» **Aim of the task**
Quote every line as written. Omit pictures.

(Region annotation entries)
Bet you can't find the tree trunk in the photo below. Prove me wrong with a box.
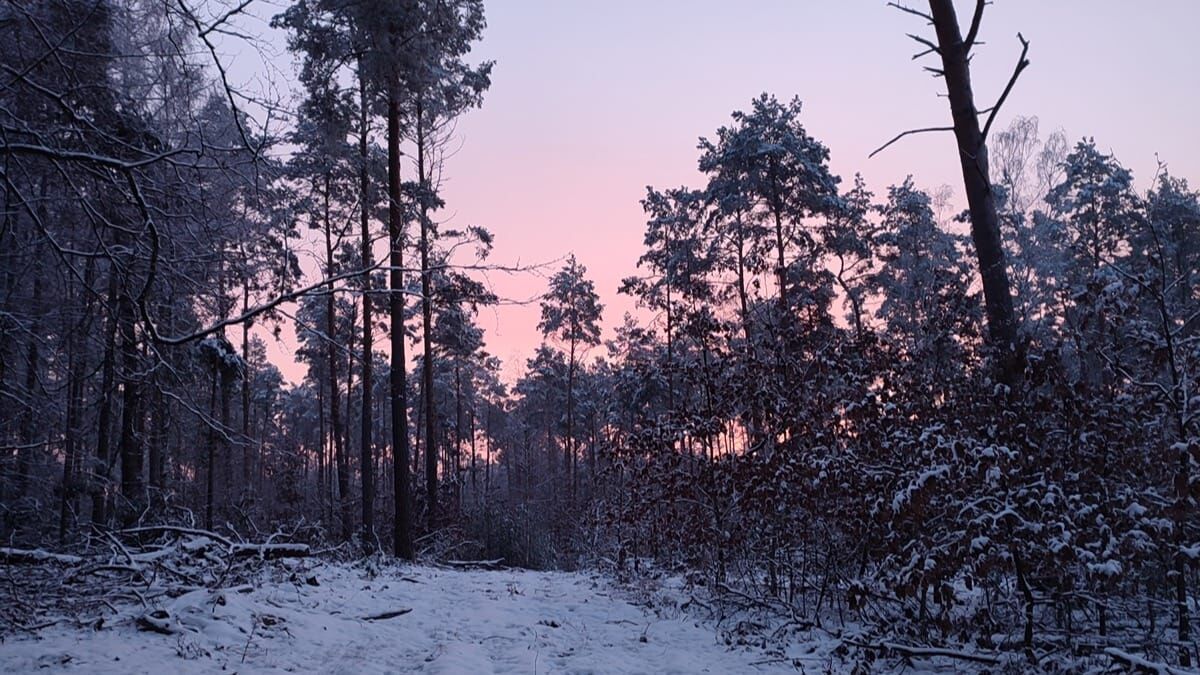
[416,101,438,531]
[91,263,120,526]
[324,174,354,539]
[388,81,413,560]
[118,293,145,525]
[240,282,253,496]
[929,0,1025,383]
[359,58,376,555]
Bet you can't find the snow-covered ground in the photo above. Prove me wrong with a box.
[0,562,836,674]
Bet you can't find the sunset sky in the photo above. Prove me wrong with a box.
[250,0,1200,380]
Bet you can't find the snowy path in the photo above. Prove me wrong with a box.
[0,566,796,675]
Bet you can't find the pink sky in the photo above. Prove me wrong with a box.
[255,0,1200,378]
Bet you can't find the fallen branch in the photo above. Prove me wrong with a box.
[362,607,413,621]
[0,546,83,565]
[846,640,1001,665]
[443,557,504,569]
[230,544,310,560]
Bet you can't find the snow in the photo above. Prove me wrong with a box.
[0,561,811,675]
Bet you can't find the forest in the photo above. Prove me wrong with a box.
[0,0,1200,674]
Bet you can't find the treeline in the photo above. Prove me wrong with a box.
[564,105,1200,663]
[0,0,1200,664]
[0,0,503,557]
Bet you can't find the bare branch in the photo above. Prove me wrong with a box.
[982,32,1030,143]
[888,2,934,23]
[905,32,942,60]
[866,126,954,160]
[962,0,991,52]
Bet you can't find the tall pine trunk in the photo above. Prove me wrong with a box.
[929,0,1025,383]
[388,81,413,560]
[416,101,438,531]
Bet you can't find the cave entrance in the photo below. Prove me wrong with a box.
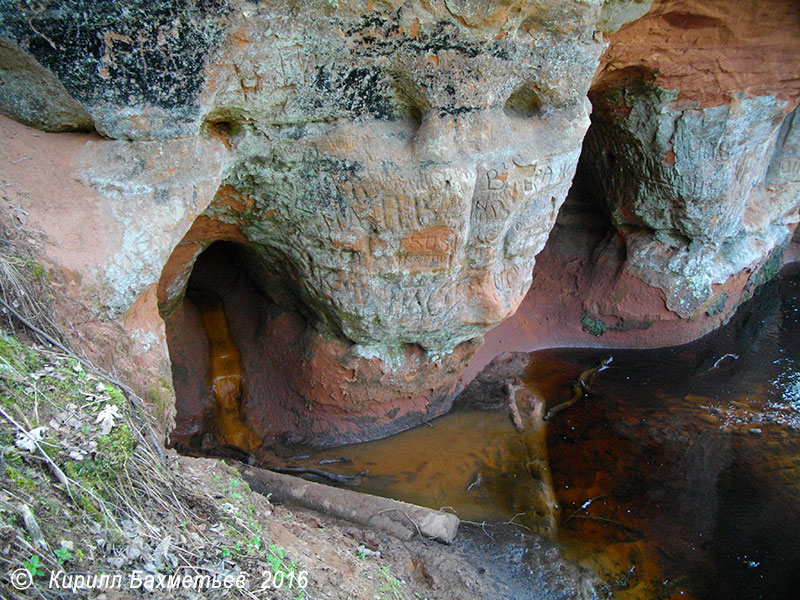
[164,241,306,453]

» **Exercise solution**
Bet you can't find the tree trunk in the photo below. Prove me wrong with a box.
[416,101,438,531]
[91,263,120,526]
[324,174,354,539]
[388,81,413,560]
[118,293,145,525]
[240,282,253,496]
[929,0,1025,383]
[359,58,376,555]
Bet you can't find the snow-covered ground in the photo above. Prove me wrong with a box.
[0,562,836,674]
Bet you can't find the sunset sky in the photo above. Prove me wrong with a box.
[250,0,1200,380]
Bet you can't find the snowy path in the photo above. Prove me wrong with a box.
[0,566,796,675]
Bet you can't find the pink sky in the photo above. Prove me wrong with a box.
[255,0,1200,378]
Bet you can't find the fallen branch in the photo above. Prove me wrong with a box.
[362,607,413,621]
[0,546,83,565]
[846,640,1001,665]
[443,557,504,569]
[230,544,310,560]
Bet you can't find the snow in the photo above. Prove me wrong with a box.
[0,561,811,675]
Bet you can't find the forest in the photo above. Prove me wrong with a box.
[0,0,1200,674]
Bet you can't find the treeline in the photo above. Prove me wrong with a box.
[564,105,1200,663]
[0,0,1200,664]
[0,0,503,557]
Bet you can't find the bare branch in the photo above. Prove me wrong with a box.
[982,32,1030,143]
[888,2,934,23]
[905,32,942,60]
[866,126,954,160]
[962,0,991,52]
Bet you can't find the tall pine trunk in the photo above. Prove me wrong with a box.
[929,0,1025,383]
[388,81,413,560]
[416,101,438,531]
Bet you can't find the cave entrance in the photo below. Prove me wrong with a box.
[164,241,306,453]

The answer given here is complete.